#### [Supplied text]
####

5

Given a matrix $X\in\mathbb{R}^{m\times n}$, I am trying to maximize $\text{Tr}(D^TX^TXD)$ over $D\in\mathbb{R}^{n\times l}$ ($n<l$) subject to $D^TD=I_l$, where $\text{Tr}$ denotes the trace, and $I_l$ denotes the identity matrix of size $l$.

More specifically, I am trying to find $$D^{*}=\arg\limits_{D}\max\text{Tr}(D^TX^TXD)\text{ subject to } D^TD=I_l.$$

The solution is that the matrix $D^*$ is given by the $l$ eigenvectors corresponding to the largest eigenvalues. However, I can't prove this.

I noticed that $D^TX^TXD$ is a real symmetric matrix, and thus we can decompose it to obtain $D^TX^TXD=Q\Lambda Q^T$, where $Q$ is an orthogonal matrix composed of eigenvectors of $D^TX^TXD$. I couldn't continue much from this. Any suggestions for this optimization problem?

amoeba
  • 93,463
  • 28
  • 275
  • 317

2 Answers2

4

Let us denote $X^\top X$ by $A$. By construction, it is a $n\times n$ square symmetric positive semi-definite matrix, i.e. it has an eigenvalue decomposition $A=V\Lambda V^\top$, where $V$ is the matrix of eigenvectors (each column is an eigenvector) and $\Lambda$ is a diagonal matrix of non-negative eigenvalues $\lambda_i$ sorted in the descending order.

####

#### [Things to do]
1. Answer these questions from the thread on maximizing a trace:
(a) What constraint must $D$ satisfy?
(b) According to the question, which vectors make up the solution matrix $D^*$?
(c) In the answer, what letter stands for $X^\top X$, and in what order are its eigenvalues sorted?
2. Set down the passage of the thread on maximizing a trace that runs from "More specifically, I" up to and including "can't prove this.", copied without any change.
The records have nothing to do with the thread on maximizing a trace.

####

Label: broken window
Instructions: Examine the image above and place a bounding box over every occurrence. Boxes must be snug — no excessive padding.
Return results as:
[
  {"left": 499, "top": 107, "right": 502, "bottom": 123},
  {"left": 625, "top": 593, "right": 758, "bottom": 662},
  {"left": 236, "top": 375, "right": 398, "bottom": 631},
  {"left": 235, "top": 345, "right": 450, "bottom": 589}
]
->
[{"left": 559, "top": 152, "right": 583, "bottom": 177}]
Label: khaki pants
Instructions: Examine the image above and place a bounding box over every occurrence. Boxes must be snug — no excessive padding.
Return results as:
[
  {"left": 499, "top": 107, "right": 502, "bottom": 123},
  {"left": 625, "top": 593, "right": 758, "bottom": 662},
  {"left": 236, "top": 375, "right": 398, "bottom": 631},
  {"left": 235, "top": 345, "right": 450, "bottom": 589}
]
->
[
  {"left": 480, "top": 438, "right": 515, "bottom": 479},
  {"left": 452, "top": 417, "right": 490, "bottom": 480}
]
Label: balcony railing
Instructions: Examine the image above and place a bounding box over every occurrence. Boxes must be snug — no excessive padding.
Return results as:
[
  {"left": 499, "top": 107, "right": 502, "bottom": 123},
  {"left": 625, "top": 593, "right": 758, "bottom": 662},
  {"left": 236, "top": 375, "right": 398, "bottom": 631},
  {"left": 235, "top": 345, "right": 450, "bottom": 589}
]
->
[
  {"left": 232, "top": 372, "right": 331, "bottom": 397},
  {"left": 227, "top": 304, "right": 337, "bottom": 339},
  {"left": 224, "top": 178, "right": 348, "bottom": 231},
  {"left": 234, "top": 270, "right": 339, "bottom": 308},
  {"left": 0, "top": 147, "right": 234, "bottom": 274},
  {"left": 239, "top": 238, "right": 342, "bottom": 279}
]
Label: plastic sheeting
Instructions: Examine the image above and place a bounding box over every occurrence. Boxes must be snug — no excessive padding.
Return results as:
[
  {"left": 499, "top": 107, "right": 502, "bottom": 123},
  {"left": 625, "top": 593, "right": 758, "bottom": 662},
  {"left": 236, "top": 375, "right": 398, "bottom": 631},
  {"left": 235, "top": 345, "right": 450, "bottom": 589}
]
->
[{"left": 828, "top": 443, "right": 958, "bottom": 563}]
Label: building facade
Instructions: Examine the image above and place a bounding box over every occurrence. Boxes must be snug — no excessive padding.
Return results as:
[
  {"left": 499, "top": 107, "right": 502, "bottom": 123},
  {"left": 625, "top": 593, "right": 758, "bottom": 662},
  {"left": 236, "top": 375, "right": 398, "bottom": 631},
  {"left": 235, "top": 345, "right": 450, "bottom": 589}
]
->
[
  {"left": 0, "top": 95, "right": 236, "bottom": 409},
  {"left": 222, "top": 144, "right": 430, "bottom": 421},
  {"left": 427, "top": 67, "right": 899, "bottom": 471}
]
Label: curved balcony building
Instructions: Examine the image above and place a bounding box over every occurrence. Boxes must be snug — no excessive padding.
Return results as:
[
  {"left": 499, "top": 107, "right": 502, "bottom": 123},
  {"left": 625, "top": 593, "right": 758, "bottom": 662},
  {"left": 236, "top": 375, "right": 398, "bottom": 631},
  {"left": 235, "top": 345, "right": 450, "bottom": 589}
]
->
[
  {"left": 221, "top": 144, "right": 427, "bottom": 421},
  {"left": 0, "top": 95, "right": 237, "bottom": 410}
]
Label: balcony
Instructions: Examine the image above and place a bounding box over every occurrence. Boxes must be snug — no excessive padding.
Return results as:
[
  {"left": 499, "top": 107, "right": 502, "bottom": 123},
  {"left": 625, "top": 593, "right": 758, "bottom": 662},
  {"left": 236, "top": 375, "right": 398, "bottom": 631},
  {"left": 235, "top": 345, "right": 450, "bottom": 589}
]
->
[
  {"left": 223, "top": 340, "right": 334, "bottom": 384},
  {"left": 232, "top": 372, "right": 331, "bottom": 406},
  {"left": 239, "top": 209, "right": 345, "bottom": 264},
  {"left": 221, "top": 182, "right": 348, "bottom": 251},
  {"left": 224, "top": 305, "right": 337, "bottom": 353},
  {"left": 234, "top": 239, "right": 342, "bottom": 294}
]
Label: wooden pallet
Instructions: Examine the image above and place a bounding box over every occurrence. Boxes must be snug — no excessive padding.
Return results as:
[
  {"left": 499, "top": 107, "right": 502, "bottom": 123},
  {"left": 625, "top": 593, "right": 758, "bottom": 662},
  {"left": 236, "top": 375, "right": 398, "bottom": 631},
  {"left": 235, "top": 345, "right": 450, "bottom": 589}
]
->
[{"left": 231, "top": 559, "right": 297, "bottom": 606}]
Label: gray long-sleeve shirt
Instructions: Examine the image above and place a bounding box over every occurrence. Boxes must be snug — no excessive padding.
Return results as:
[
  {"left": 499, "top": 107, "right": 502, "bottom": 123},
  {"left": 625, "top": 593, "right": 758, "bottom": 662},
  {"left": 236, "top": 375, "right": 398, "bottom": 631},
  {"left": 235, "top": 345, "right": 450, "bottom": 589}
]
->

####

#### [The responses]
1.
(a) $D^TD=I_l$.
(b) The $l$ eigenvectors corresponding to the largest eigenvalues.
(c) $A$; the eigenvalues are sorted in descending order.

2.
More specifically, I am trying to find $$D^{*}=\arg\limits_{D}\max\text{Tr}(D^TX^TXD)\text{ subject to } D^TD=I_l.$$

The solution is that the matrix $D^*$ is given by the $l$ eigenvectors corresponding to the largest eigenvalues. However, I can't prove this.